Reading passage:
POLLY STOECKLEIN, ) Plaintiff, ) ) vs. ) Case No. 00C 307 ) JAMES J. HAMILTON, JR., M.D., ) Defendant. ) _______________________________)
The above captioned matter comes before the court on Defendant's Motion to Strike Plaintiff's Expert Witness. After careful consideration, this court denies defendant's request to strike plaintiff's expert witness.
1. Plaintiff's petition alleges that plaintiff received substandard medical care from defendant "from and after April 8, 1998."
2. Plaintiff has designated Kenneth C. Chessick, M.D., J.D. as an expert witness in this matter.
3. Dr. Chessick is an attorney with his own law firm, "Law Offices of Kenneth Chessick, M.D." Six attorneys work for him. He also has two nurses who work for him on both medical and legal cases.
4. Dr. Chessick received his medical degree in 1968 and his law degree in 1984.
5. His medical and legal affiliations are reflected on a brochure he gives to clients or patients. In the brochure he states: "Our clients have received compensation for injuries in excess of $100,000,000 with dozens of verdicts and/or settlements in excess of $1,000,000. Dr. Chessick has won numerous appeals."
6. Dr. Chessick advertises his law practice in the Yellow Pages in Rockford and Elgin, Illinois.
7. Dr. Chessick's office complex includes two conference rooms and one examining room. He performs outpatient surgery in his office complex.
8. Dr. Chessick testified that all of his medical professional time is "clinical," but has not estimated the percentage of his professional time spent on medical cases.
9. Dr. Chessick estimated that he sees 6 to 10 patients per week in his office, and performs one or two surgical procedures per week. In 2001, through March 22, 2001, he estimated that he had performed 10 to 15 surgeries, and he was in trial for 4 weeks of that time.
10. During the week, Dr. Chessick sees patients approximately three times per week and performs surgery once a week, other than when he is in trial.
11. Dr. Chessick testified that office patients would not equal 50% of his time, but said that he might spend several hours in a surgical procedure.
12. Dr. Chessick stated that in 1995 he spent 35% of his professional time in the practice of medicine, 35% of his professional time in the practice of law, and the remaining 30% of his professional time on a combination of both, indicating that he considers reading cases to provide a basis of knowledge that applies to both medicine and the law.
13. In a magazine article in the spring of 2000, Dr. Chessick estimated he devoted 25% of his professional time exclusively to practicing law, 25% of his time exclusively to practicing medicine, and the remainder of his time (50%) to a combination of the law and medicine but the time frame was not specified.
14. A substantial portion of Dr. Chessick's professional time is spent practicing law. He has been involved as trial or appellate counsel in over 20 reported decisions since 1990.

Required tasks:
1. Copy the passage of the court order that begins at the words "3. Dr. Chessick" and ends after the words "and legal cases.".
2. According to the court order, in what year did Dr. Chessick receive his law degree?
3. List every distinct year mentioned in the court order.
The records come from a source unrelated to the court order.

Provided material:
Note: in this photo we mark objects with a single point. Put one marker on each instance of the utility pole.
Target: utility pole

---

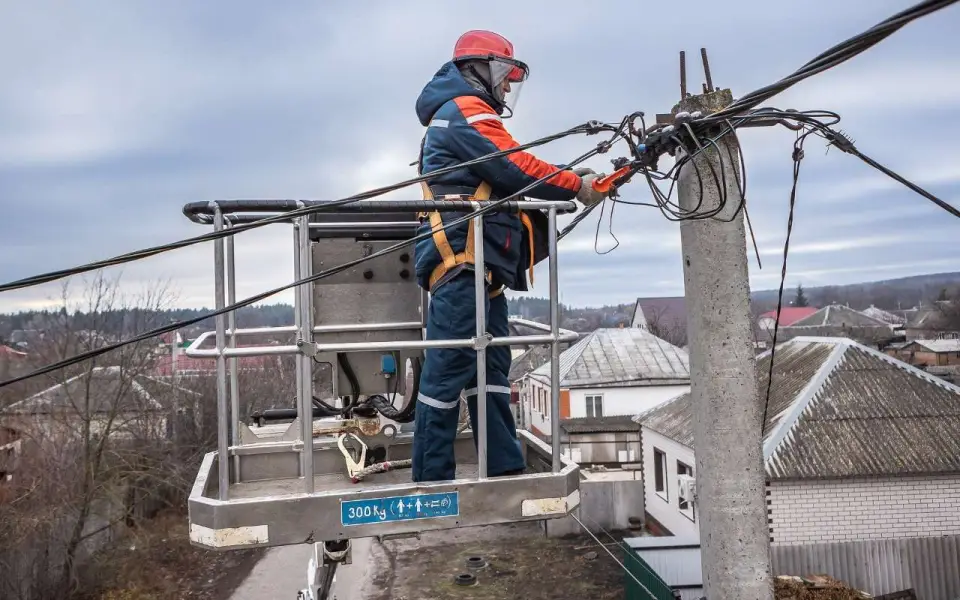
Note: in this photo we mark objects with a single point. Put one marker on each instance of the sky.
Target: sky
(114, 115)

Outputs by task:
1.
3. Dr. Chessick is an attorney with his own law firm, "Law Offices of Kenneth Chessick, M.D." Six attorneys work for him. He also has two nurses who work for him on both medical and legal cases.

2. 1984

3. 1968, 1984, 1990, 1995, 1998, 2000, 2001